Dataset items:
=== Begin Enclosure ===
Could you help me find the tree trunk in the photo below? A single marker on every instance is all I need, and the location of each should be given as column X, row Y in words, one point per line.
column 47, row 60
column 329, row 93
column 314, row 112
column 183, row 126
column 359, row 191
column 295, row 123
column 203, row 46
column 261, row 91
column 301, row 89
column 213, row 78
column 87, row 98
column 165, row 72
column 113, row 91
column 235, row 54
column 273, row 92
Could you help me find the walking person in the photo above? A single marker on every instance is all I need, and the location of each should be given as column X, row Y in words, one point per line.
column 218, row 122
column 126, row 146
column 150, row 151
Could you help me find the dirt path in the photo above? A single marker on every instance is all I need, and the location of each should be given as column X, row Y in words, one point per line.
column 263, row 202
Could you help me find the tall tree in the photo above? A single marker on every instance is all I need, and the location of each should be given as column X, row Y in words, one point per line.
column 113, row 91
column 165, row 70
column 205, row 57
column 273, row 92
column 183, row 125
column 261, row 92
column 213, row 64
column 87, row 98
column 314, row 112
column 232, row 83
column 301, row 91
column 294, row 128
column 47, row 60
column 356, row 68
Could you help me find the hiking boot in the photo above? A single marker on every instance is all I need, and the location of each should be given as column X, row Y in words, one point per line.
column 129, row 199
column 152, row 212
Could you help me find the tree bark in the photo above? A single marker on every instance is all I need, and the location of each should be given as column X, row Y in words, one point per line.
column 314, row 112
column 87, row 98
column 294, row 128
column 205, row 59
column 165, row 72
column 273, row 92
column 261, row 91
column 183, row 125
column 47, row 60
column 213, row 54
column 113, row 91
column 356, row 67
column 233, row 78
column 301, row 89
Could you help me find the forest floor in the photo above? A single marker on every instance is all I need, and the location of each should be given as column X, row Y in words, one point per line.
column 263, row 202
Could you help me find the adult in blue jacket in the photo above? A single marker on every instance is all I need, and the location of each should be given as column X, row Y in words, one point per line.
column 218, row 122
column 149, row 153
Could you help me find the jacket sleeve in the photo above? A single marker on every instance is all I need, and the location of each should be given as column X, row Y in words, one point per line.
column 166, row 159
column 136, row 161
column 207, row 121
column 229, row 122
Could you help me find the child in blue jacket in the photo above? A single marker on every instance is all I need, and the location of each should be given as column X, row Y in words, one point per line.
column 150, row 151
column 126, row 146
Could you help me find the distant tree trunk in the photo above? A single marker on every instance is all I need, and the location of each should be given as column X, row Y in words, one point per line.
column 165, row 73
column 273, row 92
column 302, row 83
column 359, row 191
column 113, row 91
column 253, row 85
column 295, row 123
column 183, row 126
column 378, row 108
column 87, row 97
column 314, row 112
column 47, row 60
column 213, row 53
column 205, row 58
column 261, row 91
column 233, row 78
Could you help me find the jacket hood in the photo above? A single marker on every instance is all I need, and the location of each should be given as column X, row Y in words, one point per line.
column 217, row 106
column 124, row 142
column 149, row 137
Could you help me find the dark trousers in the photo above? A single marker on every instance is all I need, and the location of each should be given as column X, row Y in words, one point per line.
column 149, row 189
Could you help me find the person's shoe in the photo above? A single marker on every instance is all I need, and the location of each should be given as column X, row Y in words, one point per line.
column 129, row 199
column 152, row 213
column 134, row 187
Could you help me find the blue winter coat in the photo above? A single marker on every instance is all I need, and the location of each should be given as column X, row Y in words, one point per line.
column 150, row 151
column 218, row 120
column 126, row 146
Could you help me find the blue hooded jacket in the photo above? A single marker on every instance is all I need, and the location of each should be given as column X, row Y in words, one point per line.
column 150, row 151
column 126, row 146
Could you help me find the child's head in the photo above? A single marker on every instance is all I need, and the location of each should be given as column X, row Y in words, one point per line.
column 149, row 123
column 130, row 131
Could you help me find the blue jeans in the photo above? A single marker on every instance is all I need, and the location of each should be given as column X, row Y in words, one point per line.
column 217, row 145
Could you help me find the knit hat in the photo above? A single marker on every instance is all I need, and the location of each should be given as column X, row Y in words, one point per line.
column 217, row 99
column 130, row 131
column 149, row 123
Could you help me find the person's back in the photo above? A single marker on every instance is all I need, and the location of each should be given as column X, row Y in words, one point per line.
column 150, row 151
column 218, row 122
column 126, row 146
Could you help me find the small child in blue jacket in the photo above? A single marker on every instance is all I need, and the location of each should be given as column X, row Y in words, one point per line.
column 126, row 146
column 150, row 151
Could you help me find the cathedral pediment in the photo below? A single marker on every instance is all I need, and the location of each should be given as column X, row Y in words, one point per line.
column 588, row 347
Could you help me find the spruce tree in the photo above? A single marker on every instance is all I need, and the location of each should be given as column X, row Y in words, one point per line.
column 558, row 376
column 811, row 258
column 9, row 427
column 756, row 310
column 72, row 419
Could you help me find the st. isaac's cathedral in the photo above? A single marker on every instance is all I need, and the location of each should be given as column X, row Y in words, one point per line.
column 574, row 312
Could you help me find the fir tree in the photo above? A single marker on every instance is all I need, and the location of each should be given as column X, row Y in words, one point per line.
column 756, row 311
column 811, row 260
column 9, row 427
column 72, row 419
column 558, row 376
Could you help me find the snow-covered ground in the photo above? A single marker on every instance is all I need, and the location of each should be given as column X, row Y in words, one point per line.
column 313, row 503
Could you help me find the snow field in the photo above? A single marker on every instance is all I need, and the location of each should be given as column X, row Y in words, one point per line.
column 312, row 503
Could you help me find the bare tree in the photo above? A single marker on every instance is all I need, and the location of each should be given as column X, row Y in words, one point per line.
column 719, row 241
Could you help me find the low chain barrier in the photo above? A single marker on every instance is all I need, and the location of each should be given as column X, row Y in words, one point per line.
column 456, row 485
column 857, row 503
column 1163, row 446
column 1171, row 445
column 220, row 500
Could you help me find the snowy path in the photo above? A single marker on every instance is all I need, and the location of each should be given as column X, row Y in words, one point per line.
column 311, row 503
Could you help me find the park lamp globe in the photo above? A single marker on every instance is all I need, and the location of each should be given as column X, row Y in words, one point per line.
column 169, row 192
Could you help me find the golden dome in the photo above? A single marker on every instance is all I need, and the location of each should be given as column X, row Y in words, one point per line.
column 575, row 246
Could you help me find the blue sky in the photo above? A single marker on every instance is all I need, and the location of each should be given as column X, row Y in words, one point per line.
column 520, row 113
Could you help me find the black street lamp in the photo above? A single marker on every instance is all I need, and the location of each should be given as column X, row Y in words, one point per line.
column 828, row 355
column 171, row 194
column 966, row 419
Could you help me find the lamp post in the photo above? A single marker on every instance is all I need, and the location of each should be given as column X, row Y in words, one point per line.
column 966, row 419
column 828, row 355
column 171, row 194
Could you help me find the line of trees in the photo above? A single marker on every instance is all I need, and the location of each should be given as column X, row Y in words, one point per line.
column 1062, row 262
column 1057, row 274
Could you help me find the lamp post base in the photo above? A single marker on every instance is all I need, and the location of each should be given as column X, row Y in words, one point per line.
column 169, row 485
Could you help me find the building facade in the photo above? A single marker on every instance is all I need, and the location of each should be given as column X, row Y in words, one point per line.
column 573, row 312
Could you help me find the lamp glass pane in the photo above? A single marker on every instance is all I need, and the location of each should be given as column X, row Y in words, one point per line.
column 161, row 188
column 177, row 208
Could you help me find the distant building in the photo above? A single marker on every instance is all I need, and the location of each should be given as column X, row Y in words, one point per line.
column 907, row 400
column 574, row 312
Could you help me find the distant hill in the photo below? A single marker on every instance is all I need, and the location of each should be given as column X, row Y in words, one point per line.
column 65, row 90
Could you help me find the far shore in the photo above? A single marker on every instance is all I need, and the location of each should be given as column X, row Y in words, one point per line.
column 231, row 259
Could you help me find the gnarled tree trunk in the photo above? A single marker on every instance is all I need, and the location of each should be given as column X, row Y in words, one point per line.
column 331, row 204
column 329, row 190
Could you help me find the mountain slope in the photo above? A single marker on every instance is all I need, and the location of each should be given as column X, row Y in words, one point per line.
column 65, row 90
=== End Enclosure ===
TASK OBJECTIVE: Please retype, exactly as written, every line from the line containing "Could you help me find the distant hill" through the last line of the records above, including both of those lines, and nothing else.

EXERCISE RESULT:
Could you help me find the distant hill in the photo below? A single marker on every instance is all I need, and the location of each should be given as column X, row Y in words, one point per line.
column 65, row 90
Could you help me find the far shore in the photo above? A single marker on every instance is all I need, and the location of each should be given as column X, row Y in words, one point per line.
column 231, row 259
Could you help me find the gnarled tree trunk in the photo above? A single marker on every instance is all I need, and the location of each should be given as column X, row Y in words, one point per line.
column 331, row 204
column 329, row 190
Could you help me find the mountain slope in the photo above? A single marker on every instance is all I need, and the location of each should be given as column X, row Y in words, one point per line.
column 65, row 90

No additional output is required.